Twenty-two publications were included describing 27 cases of aortic injury. There were 16 endovascular repairs reported and 9 open repairs. One patient died before repair could be attempted, and one patient underwent instrumentation removal without vascular intervention. Indications for removal due to pseudoaneurysm or hemorrhage accounted for only five of the identified cases. One patient had aortic repair without spinal instrumentation removal because of poor respiratory status without complication after 5 years of follow-up. Pain was the most common symptom leading to aortic injury diagnosis, representing 11 of the 27 cases.

**Data supplied**
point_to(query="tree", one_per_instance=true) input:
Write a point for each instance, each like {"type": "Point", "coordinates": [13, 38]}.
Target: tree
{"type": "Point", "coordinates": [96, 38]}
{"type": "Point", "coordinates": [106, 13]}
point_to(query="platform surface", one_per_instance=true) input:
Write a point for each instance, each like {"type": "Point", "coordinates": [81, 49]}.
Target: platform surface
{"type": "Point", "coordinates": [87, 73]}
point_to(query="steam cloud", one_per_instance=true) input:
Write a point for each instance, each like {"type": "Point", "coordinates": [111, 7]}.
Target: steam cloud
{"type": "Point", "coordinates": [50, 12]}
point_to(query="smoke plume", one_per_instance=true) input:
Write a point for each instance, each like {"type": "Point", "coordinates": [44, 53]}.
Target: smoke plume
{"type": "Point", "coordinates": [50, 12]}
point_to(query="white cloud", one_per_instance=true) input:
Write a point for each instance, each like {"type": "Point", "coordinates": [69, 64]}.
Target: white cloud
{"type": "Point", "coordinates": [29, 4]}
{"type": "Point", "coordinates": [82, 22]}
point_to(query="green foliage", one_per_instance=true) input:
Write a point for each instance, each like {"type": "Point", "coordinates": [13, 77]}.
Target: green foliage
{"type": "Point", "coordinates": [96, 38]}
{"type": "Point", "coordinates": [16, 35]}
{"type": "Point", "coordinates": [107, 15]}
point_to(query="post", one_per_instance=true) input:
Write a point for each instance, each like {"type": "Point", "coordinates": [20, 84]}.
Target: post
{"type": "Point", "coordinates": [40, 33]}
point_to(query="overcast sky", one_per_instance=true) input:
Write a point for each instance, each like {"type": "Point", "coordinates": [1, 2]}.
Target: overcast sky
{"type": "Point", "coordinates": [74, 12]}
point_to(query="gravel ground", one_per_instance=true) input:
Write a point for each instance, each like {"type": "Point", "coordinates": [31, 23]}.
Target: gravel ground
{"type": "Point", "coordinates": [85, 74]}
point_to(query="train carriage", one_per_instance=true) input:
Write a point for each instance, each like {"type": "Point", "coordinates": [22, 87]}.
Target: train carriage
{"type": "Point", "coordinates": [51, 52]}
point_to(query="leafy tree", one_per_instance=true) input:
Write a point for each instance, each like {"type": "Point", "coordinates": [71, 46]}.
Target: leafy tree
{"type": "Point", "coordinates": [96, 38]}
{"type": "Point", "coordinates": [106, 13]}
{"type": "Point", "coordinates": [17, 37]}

**Your tasks**
**A)** In the text on aortic injury, which symptom most often led to the diagnosis?
**B)** Please return the part of the text on aortic injury starting with "Twenty-two publications were" and going on through "the 27 cases.".

**Solved tasks**
**A)** Pain, in 11 of the 27 cases.

**B)**
Twenty-two publications were included describing 27 cases of aortic injury. There were 16 endovascular repairs reported and 9 open repairs. One patient died before repair could be attempted, and one patient underwent instrumentation removal without vascular intervention. Indications for removal due to pseudoaneurysm or hemorrhage accounted for only five of the identified cases. One patient had aortic repair without spinal instrumentation removal because of poor respiratory status without complication after 5 years of follow-up. Pain was the most common symptom leading to aortic injury diagnosis, representing 11 of the 27 cases.